• The problem: If a line includes the word "street", it belongs in the count; state the total for the data below and add nothing.

• Supplied data:
........
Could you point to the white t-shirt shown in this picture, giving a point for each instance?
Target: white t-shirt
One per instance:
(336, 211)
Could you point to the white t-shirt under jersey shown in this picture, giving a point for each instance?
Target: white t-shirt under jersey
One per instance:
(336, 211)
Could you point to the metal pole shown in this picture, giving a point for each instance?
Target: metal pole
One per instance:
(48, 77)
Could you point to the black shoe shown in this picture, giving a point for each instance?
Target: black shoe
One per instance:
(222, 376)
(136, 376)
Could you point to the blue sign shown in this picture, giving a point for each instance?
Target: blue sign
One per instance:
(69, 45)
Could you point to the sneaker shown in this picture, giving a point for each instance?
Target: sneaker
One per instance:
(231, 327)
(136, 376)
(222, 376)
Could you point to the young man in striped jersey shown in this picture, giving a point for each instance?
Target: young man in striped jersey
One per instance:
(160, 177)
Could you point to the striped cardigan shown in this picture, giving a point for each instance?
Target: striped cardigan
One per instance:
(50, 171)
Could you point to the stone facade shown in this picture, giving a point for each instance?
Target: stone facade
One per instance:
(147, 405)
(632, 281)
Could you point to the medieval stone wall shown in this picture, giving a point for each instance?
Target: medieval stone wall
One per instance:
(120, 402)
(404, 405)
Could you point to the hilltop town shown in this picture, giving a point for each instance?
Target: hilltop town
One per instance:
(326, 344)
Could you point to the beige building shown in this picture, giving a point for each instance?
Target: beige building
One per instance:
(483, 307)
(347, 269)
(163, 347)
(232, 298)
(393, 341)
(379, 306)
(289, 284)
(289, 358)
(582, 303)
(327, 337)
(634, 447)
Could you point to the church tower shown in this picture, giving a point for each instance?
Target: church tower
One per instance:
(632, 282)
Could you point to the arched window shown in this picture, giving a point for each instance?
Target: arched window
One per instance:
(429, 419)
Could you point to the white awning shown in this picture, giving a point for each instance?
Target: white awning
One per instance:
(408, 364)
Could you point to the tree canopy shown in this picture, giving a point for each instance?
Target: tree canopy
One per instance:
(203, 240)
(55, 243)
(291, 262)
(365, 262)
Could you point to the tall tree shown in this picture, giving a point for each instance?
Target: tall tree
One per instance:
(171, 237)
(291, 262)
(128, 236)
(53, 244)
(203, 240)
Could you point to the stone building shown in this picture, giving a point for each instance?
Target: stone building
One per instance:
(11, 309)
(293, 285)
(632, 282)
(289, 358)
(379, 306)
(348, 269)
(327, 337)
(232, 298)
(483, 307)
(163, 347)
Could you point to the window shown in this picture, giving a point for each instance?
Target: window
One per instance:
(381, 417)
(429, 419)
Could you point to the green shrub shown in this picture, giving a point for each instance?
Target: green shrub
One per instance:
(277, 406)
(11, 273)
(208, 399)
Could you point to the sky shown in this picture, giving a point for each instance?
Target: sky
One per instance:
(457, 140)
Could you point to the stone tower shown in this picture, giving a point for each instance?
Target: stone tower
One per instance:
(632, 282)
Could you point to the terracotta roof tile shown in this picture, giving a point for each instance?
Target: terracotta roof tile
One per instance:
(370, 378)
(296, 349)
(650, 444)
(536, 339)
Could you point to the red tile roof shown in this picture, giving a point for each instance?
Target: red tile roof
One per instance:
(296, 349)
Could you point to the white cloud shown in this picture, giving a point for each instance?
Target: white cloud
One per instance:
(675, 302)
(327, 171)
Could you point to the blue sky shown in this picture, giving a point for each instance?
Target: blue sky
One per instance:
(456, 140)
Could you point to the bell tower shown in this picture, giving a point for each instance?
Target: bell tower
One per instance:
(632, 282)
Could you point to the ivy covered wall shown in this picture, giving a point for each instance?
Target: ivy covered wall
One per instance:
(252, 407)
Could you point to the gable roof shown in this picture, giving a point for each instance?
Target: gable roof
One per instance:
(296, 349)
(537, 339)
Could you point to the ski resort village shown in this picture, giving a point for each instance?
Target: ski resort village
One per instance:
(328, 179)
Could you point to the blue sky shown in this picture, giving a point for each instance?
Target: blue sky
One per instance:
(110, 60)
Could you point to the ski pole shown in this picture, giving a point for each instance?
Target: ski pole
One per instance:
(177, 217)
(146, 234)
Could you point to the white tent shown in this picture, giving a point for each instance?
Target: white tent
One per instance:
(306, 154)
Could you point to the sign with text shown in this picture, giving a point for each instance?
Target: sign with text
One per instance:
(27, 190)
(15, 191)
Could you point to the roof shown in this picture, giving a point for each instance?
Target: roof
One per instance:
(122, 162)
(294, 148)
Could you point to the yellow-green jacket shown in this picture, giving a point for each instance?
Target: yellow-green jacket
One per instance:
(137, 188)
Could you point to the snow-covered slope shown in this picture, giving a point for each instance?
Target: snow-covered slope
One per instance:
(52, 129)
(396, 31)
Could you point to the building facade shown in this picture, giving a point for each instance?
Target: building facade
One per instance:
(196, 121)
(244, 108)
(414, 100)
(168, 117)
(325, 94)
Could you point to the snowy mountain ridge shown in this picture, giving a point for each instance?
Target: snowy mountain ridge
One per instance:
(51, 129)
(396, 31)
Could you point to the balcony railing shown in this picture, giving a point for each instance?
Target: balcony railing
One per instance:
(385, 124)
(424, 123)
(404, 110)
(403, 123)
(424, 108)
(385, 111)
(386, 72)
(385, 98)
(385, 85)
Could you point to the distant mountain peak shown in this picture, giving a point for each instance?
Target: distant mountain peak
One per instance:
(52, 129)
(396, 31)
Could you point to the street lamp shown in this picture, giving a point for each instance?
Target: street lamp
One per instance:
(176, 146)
........
• Your solution: 2